:: Supplied data ::
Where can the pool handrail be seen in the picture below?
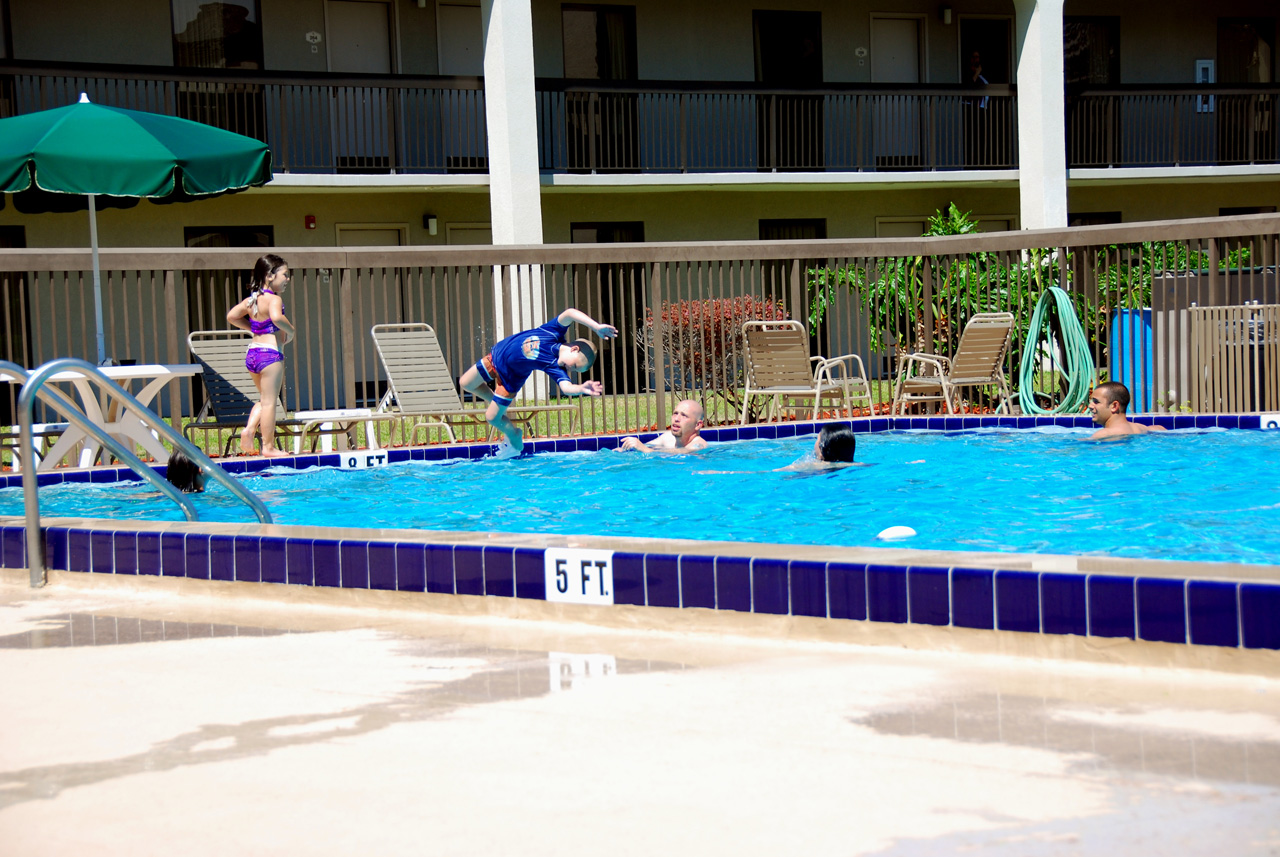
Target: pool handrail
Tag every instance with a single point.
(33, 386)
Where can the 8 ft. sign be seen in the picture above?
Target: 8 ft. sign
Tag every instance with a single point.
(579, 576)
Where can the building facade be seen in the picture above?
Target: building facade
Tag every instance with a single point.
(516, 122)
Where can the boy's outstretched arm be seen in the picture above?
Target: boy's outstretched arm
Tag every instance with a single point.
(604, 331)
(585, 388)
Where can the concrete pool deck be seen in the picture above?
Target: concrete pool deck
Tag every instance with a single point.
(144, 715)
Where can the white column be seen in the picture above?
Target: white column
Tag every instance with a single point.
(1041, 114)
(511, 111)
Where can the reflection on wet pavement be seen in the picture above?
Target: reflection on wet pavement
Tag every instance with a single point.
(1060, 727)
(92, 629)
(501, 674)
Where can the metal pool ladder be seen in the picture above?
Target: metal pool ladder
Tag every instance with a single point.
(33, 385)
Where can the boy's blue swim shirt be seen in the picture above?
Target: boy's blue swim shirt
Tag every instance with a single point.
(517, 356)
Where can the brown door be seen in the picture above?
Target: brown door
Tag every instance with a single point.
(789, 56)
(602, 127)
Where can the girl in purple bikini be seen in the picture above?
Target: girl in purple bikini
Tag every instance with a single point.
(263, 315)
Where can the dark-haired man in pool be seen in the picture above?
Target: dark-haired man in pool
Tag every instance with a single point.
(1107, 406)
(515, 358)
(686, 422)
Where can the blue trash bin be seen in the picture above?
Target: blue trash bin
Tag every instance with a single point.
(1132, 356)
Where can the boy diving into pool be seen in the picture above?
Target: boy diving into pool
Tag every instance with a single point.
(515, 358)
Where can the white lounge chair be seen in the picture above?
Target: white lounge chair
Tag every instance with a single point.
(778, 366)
:::
To be done:
Repeat the lines above without any change, starting at the line that contains "Where can the white lounge" and continuing through the last line, with both ends included.

Result for this task:
Where can the white lounge chair be seen in the picture above?
Target: white lounge chair
Tag every instance with a single point.
(778, 366)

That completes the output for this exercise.